[Start]
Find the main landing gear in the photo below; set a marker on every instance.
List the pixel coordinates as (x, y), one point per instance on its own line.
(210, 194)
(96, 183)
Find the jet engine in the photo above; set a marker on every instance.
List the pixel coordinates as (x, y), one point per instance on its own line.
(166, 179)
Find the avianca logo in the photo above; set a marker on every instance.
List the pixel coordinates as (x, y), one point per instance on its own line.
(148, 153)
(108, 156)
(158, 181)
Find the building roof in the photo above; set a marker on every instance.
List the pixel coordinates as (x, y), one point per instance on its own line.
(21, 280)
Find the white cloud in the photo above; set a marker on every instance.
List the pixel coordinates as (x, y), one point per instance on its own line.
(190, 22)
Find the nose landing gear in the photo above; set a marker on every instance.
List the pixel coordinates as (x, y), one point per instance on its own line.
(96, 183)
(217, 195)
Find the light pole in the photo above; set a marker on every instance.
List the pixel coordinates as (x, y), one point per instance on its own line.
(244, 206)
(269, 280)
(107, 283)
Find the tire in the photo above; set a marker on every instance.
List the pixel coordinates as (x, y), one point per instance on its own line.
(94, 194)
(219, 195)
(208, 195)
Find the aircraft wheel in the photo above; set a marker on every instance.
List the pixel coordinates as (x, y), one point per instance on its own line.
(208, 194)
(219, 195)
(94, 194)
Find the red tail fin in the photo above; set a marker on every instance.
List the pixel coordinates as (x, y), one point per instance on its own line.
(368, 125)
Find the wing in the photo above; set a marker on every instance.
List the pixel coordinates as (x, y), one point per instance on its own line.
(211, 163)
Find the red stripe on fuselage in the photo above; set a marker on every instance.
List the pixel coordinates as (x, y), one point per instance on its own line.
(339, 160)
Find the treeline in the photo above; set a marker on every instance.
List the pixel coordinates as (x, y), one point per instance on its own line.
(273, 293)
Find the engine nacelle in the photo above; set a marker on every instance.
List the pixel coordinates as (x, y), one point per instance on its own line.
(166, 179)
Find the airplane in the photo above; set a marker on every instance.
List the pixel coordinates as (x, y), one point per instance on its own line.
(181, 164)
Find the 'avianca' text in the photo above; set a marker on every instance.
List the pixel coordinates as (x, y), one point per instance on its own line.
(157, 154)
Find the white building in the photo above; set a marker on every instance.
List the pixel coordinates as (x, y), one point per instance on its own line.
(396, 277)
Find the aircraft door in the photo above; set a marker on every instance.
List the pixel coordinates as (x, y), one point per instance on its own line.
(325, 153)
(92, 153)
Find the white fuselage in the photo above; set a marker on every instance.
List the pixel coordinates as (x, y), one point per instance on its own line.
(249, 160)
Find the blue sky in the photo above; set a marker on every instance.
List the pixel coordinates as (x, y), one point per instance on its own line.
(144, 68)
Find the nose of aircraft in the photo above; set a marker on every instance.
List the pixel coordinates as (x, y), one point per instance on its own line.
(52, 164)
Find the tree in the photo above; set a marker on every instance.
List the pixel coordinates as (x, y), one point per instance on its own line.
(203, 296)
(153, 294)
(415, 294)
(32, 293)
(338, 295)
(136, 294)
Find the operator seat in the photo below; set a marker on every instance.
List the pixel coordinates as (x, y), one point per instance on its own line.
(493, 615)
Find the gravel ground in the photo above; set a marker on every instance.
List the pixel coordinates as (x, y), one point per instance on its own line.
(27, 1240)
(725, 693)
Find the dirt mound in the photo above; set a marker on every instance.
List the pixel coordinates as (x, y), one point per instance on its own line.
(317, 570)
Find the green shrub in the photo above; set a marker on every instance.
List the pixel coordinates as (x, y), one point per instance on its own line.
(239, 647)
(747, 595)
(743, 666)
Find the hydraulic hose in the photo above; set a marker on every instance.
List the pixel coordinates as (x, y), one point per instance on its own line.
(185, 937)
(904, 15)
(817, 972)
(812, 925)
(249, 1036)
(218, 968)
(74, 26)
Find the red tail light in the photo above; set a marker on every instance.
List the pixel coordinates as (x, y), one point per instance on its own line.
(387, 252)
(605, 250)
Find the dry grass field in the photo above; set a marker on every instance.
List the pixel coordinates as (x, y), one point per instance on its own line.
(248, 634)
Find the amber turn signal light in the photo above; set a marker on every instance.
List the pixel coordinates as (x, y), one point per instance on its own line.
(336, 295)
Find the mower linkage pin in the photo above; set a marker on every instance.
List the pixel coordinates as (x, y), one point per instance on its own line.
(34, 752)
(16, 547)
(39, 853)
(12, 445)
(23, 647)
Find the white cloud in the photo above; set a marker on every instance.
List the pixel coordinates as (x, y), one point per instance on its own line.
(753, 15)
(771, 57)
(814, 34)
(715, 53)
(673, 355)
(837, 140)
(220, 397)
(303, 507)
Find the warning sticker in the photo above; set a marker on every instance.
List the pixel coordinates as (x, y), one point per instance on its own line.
[End]
**Given problem:**
Copy out all of the records above with nothing altered.

**Written answer:**
Find the main landing gear in the photo below; set a marker on every instance.
List the pixel coordinates as (x, y), one point per instance on its own line.
(210, 194)
(96, 183)
Find the jet engine in the photo above; set a marker on every instance.
List the pixel coordinates as (x, y), one point per instance on its own line.
(166, 179)
Find the avianca logo in the photo above; set a marker on every instance.
List the pixel coordinates as (x, y), one point per instance on its own line.
(148, 153)
(108, 156)
(158, 181)
Find the building roof in the photo above; set a marker on every instance.
List the pixel coordinates as (x, y), one point per instance on its own line.
(21, 280)
Find the white cloud in the photo above; set a marker on every instance.
List the pixel coordinates as (x, y), one point per instance on its own line.
(190, 22)
Find the nose landing gear in the photo above; set a marker on every instance.
List the pixel coordinates as (x, y), one point per instance on its own line.
(96, 183)
(217, 195)
Find the light pole in the photo above; set a marker on every instance.
List the pixel coordinates as (x, y), one point per instance on its own line.
(244, 206)
(269, 280)
(107, 283)
Find the tire in the photo above; set a marker on every instance.
List the pixel coordinates as (x, y), one point per instance on its own line.
(94, 194)
(219, 195)
(208, 195)
Find the aircraft wheel in the photo above; set a marker on every instance.
List the pixel coordinates as (x, y), one point per instance on its own line.
(208, 194)
(219, 195)
(94, 194)
Find the red tail fin in the photo above; set a marker on every instance.
List the pixel coordinates as (x, y), one point per instance on its own line.
(368, 125)
Find the wing in the photo above; set a marker on every instance.
List the pixel coordinates as (x, y), one point per instance on its own line.
(211, 163)
Find the red stripe on fuselage in the photo above; set a marker on every instance.
List the pixel coordinates as (x, y), one point per instance on its own line.
(339, 160)
Find the treeline in the photo above; set a marker on every instance.
List the pixel coordinates as (x, y), one point per instance on its own line.
(273, 293)
Find the engine nacelle in the photo above; set a marker on every instance.
List the pixel coordinates as (x, y), one point per instance on its own line.
(166, 179)
Find the airplane in the photo above; set a marker on every instance.
List the pixel coordinates as (x, y), one point per instance on its own line.
(181, 164)
Find the 'avianca' text in the photo above; set a marker on every instance.
List the pixel coordinates as (x, y), one point per instance on its own line.
(157, 154)
Find the white building in the photo above; set a marker on every instance.
List the pixel coordinates as (x, y), one point per instance on its own line.
(396, 277)
Find the aircraft door in the photo above; set a marker on every instance.
List the pixel coordinates as (x, y), one point per instance on its own line.
(325, 153)
(92, 153)
Find the white fuselage in the photo above; set a marker on every instance.
List the pixel coordinates as (x, y), one point per instance on its own line.
(249, 160)
Find the blue sky in the photo above; set a marker on every instance.
List the pixel coordinates as (x, y), one point per instance on its own line.
(144, 68)
Find the nose of aircraft in the photo above; set a marker on every instance.
List the pixel coordinates as (x, y), one point per instance on its own line.
(52, 164)
Find the tree in the photo above; set a marker on every instance.
List the pixel coordinates as (x, y), one point per instance on its own line.
(203, 296)
(153, 294)
(415, 294)
(32, 293)
(338, 295)
(136, 294)
Find the operator seat in the photo below; set a marker on every instance.
List the pixel coordinates as (x, y), one point per instance on its own line.
(493, 615)
Find the gravel ground in the photo above; set a marker on every instance.
List the pixel coordinates as (x, y), one point per instance on its own line.
(27, 1240)
(725, 693)
Find the dirt mound in the photo above; set a marker on every instance.
List the pixel coordinates as (x, y), one point per instance on its own line.
(317, 570)
Find the green shrub in the photo above; set a marker on every instance.
List the pixel coordinates as (x, y), one point per instance on its own line.
(239, 647)
(747, 595)
(743, 666)
Find the hydraulic hose in the photo above; set a marker on every instance.
List the pixel coordinates as (x, y), one point per instance on its own line.
(185, 937)
(904, 15)
(817, 972)
(812, 925)
(249, 1036)
(218, 968)
(74, 26)
Find the red tail light in the photo above; set a marker on every instance.
List the pixel coordinates as (x, y), one point per instance on its own line.
(387, 252)
(605, 250)
Find the dry grass field in the photo above; set a marker on every instance.
List the pixel coordinates as (x, y), one point per instance on its own line.
(248, 634)
Find the amber turn signal light in the photo above; set a marker on every instance.
List the pixel coordinates as (x, y), one point per instance on its own line.
(336, 295)
Find the mower linkage pin in the photo above; set a marker on every instance.
List the pixel coordinates as (x, y), one point per instance on its own line.
(34, 752)
(16, 547)
(39, 853)
(12, 445)
(23, 647)
Find the white cloud in the photo above; set a marker on every instance.
List the pixel coordinates as (x, y), one point per instance on its own line.
(753, 15)
(771, 57)
(814, 34)
(715, 53)
(673, 355)
(837, 140)
(220, 397)
(303, 507)
Find the warning sticker in the photo above; set a marker on every instance.
List the pixel coordinates as (x, y), one point per instance on its own line.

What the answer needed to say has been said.